TASK TO COMPLETE: All records below are to be set down precisely as written, excluding pictures.

(Photo-based referring expression data)
──────
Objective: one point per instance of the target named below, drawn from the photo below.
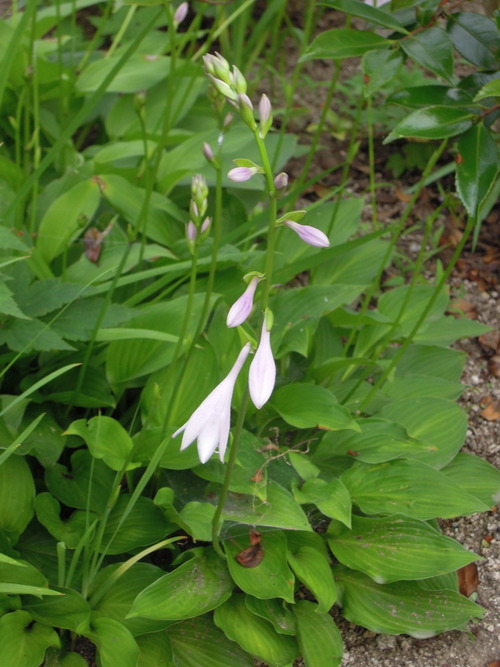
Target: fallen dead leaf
(490, 341)
(490, 409)
(468, 579)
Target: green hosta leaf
(254, 634)
(66, 218)
(403, 607)
(366, 12)
(211, 648)
(117, 601)
(380, 440)
(431, 48)
(17, 492)
(408, 487)
(7, 304)
(438, 424)
(115, 643)
(280, 510)
(66, 611)
(380, 67)
(86, 484)
(154, 649)
(22, 641)
(140, 72)
(275, 611)
(396, 548)
(476, 476)
(309, 559)
(21, 589)
(331, 498)
(70, 531)
(106, 439)
(271, 577)
(319, 638)
(343, 43)
(476, 38)
(432, 123)
(310, 406)
(477, 166)
(195, 587)
(431, 95)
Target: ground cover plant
(218, 418)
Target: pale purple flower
(242, 308)
(264, 109)
(309, 234)
(281, 181)
(262, 374)
(210, 422)
(240, 174)
(191, 231)
(181, 13)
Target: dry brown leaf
(490, 341)
(494, 365)
(491, 409)
(468, 579)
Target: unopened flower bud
(265, 115)
(246, 111)
(180, 13)
(241, 174)
(281, 181)
(308, 234)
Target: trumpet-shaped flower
(309, 234)
(242, 307)
(262, 374)
(210, 422)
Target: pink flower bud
(181, 13)
(207, 151)
(281, 181)
(242, 308)
(309, 234)
(264, 109)
(262, 373)
(240, 174)
(191, 231)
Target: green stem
(227, 477)
(437, 291)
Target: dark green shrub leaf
(409, 487)
(271, 577)
(343, 43)
(396, 548)
(432, 123)
(192, 589)
(319, 638)
(403, 607)
(476, 38)
(211, 648)
(22, 642)
(431, 48)
(254, 634)
(310, 562)
(477, 166)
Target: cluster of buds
(232, 85)
(199, 224)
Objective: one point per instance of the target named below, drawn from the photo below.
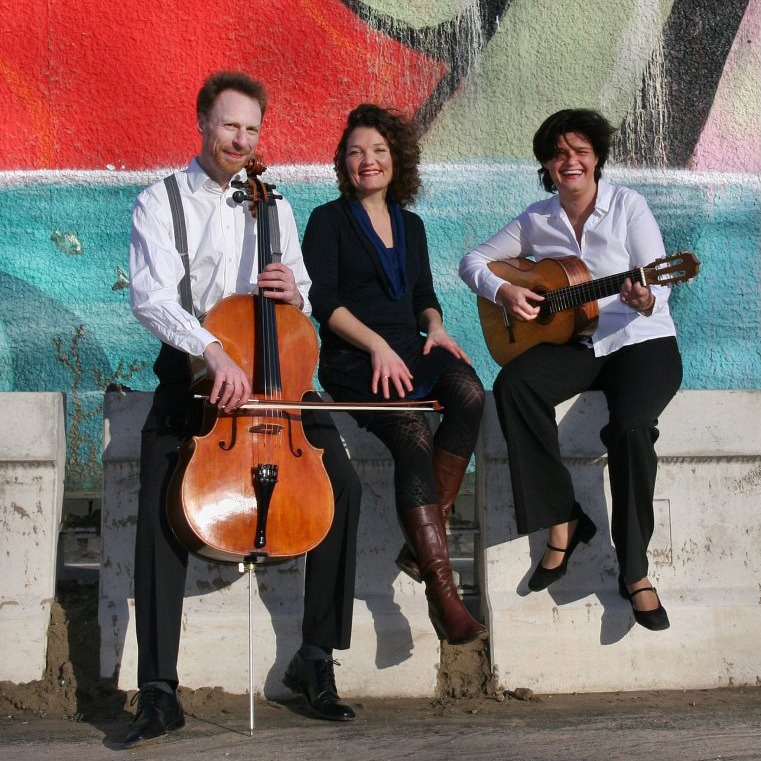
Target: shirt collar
(199, 180)
(602, 200)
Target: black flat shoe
(655, 620)
(315, 681)
(158, 713)
(542, 577)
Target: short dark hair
(591, 124)
(229, 80)
(402, 137)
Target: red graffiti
(91, 86)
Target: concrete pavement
(667, 726)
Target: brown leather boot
(448, 472)
(424, 530)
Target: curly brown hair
(402, 136)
──────
WRITTEN RESPONSE:
Objective: one point per instance of the target named below, drawn from the photo below.
Target: fallen dead leaf
(490, 341)
(490, 409)
(468, 579)
Target: green hosta leaf
(254, 634)
(66, 218)
(403, 607)
(366, 12)
(211, 648)
(117, 601)
(380, 440)
(431, 48)
(17, 492)
(408, 487)
(7, 304)
(438, 424)
(115, 643)
(280, 510)
(66, 611)
(380, 67)
(86, 484)
(154, 649)
(22, 641)
(140, 72)
(275, 611)
(396, 548)
(476, 476)
(309, 559)
(21, 589)
(331, 498)
(70, 531)
(106, 439)
(271, 577)
(319, 638)
(343, 43)
(476, 38)
(432, 123)
(310, 406)
(477, 166)
(195, 587)
(431, 95)
Target: ground cover plant
(218, 418)
Target: pale purple flower
(242, 308)
(264, 109)
(309, 234)
(281, 181)
(262, 374)
(210, 422)
(240, 174)
(191, 231)
(181, 13)
Target: dry brown leaf
(490, 341)
(494, 365)
(491, 409)
(468, 579)
Target: unopened flower bud
(265, 115)
(246, 111)
(180, 13)
(241, 174)
(281, 181)
(308, 234)
Target: trumpet-shaped flower
(309, 234)
(242, 307)
(262, 374)
(210, 422)
Target: pink flower bud
(181, 13)
(207, 151)
(281, 181)
(242, 308)
(309, 234)
(264, 109)
(262, 373)
(240, 174)
(191, 231)
Target: green stem
(227, 477)
(437, 291)
Target: dark green shrub leaf
(409, 487)
(271, 577)
(343, 43)
(396, 548)
(432, 123)
(192, 589)
(319, 638)
(403, 607)
(476, 38)
(211, 648)
(22, 642)
(431, 48)
(254, 634)
(310, 562)
(477, 166)
Target: cluster of buds
(232, 85)
(199, 224)
Objective: one point per instance of the target named below, drawn from the photo below.
Target: shirt collar
(199, 180)
(602, 200)
Target: black flat shoe
(655, 620)
(315, 681)
(158, 713)
(542, 577)
Target: short dark hair
(591, 124)
(229, 80)
(402, 137)
Target: red graffiti
(91, 86)
Target: concrete pavement
(667, 726)
Target: brown leather boot
(448, 472)
(424, 530)
Target: curly brown hair
(402, 136)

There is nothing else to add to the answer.